WHAT THE TASK ASKS:
For the records that follow, give the number of lines containing the word "rough", with no added text.

MATERIAL FOR THE TASK:
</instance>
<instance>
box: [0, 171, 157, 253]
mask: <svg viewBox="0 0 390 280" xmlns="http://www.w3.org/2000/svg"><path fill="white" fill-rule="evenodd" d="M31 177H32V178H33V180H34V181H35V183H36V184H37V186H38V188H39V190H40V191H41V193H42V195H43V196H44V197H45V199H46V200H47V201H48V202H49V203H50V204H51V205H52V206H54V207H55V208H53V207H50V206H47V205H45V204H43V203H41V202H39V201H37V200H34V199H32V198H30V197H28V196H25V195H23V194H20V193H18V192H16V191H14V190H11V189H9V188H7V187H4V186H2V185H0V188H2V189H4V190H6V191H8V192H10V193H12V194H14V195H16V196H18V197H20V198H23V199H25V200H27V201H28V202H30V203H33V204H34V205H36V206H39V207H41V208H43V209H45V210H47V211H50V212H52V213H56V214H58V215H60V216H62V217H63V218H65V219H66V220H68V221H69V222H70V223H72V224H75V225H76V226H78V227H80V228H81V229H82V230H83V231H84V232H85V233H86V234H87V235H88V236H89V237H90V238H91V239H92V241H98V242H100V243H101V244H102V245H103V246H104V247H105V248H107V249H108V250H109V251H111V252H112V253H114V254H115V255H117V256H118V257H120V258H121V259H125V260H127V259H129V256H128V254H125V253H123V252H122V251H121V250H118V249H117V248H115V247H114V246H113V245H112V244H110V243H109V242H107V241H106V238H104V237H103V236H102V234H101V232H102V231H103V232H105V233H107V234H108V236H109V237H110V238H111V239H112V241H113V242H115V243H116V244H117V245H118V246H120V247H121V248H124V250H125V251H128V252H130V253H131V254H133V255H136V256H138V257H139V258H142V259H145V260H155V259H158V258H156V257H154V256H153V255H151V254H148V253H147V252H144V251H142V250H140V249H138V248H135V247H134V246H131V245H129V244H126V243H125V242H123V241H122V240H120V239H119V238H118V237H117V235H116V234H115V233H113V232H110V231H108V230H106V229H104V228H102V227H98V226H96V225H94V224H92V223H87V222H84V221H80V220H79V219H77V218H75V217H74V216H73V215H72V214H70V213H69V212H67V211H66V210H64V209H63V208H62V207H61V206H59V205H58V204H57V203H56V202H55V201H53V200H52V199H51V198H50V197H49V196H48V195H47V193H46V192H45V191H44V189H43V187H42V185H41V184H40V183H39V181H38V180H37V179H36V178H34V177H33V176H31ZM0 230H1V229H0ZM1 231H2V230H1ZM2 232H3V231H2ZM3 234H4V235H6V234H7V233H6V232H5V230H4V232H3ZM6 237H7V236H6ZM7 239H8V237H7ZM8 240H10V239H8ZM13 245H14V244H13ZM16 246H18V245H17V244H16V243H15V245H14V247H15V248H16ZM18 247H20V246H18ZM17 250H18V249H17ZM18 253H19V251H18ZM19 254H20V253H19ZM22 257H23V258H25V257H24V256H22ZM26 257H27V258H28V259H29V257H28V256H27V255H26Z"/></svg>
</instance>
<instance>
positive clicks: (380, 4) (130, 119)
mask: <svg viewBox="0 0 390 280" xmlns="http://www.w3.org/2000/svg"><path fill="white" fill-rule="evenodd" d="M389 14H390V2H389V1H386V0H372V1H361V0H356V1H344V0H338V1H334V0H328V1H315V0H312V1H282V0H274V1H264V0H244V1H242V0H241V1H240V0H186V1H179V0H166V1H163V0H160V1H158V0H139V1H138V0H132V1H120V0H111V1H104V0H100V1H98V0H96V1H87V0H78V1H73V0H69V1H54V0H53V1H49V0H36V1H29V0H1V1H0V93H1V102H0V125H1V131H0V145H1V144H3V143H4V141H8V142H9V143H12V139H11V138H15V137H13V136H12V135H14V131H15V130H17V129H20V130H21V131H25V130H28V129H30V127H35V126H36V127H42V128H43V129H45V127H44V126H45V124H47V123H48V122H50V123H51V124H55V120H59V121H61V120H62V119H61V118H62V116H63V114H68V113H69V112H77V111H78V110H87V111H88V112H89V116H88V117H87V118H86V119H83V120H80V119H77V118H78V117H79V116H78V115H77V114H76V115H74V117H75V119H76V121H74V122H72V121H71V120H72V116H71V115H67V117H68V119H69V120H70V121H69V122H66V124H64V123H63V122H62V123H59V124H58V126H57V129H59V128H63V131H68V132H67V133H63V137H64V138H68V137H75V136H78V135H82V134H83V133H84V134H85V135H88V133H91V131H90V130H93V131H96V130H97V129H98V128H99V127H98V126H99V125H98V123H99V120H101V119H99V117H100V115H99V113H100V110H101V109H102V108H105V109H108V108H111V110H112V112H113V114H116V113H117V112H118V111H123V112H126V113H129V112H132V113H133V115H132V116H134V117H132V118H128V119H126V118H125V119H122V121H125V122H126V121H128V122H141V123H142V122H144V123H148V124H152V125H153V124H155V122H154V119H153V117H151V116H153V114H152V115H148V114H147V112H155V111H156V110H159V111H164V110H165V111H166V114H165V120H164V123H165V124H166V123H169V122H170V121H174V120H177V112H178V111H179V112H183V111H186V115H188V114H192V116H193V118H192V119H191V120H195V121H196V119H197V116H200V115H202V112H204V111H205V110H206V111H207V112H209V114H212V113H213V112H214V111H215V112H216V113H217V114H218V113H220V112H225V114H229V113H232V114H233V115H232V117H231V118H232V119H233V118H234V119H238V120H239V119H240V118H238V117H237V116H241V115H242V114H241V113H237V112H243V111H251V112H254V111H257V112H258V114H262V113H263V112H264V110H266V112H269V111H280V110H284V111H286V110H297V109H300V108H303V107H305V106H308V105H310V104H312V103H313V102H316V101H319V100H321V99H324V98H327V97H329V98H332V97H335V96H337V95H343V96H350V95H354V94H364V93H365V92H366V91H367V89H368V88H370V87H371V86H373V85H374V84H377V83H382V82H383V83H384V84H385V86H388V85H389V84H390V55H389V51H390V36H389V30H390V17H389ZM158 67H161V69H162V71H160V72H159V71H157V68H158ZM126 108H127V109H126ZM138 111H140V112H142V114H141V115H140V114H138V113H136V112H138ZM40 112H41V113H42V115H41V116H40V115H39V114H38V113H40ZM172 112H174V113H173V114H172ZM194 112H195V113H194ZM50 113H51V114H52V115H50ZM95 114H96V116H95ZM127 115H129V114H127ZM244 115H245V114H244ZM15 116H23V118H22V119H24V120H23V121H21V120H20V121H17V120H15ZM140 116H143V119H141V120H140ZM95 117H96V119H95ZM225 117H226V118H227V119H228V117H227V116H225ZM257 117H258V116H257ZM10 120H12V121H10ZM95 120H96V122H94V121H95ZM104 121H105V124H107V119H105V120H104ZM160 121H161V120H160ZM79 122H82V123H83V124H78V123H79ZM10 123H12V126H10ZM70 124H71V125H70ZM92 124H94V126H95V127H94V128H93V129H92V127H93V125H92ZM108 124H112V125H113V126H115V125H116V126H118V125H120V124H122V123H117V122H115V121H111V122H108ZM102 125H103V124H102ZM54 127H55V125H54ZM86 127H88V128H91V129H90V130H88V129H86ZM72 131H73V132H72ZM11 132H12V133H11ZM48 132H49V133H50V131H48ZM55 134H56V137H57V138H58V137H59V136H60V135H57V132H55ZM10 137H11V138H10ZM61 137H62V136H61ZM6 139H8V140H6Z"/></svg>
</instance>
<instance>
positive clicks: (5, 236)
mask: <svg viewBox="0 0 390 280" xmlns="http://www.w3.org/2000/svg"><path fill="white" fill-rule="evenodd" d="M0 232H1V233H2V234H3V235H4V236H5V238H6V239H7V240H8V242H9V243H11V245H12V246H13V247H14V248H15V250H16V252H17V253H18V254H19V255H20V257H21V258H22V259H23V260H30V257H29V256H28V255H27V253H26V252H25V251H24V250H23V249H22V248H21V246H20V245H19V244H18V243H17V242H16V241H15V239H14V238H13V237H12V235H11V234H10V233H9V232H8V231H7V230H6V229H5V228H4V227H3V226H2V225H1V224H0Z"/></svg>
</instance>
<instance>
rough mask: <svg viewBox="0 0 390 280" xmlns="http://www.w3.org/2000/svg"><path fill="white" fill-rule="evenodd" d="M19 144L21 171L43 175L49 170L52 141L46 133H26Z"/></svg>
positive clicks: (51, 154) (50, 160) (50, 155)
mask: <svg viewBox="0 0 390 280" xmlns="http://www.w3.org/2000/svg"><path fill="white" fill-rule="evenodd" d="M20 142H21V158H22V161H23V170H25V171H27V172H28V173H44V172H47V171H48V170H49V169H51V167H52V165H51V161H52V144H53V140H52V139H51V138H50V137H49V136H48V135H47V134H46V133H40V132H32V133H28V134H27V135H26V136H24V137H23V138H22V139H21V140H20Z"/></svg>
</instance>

---

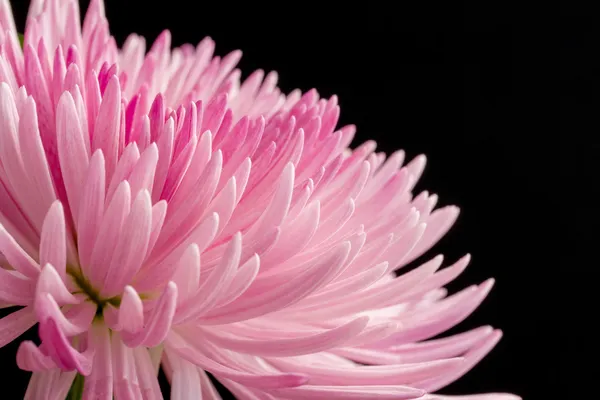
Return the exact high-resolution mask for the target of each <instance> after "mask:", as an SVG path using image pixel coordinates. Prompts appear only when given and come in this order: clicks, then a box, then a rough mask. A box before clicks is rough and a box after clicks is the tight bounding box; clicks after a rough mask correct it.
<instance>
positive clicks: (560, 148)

ANSWER TO THE EXERCISE:
2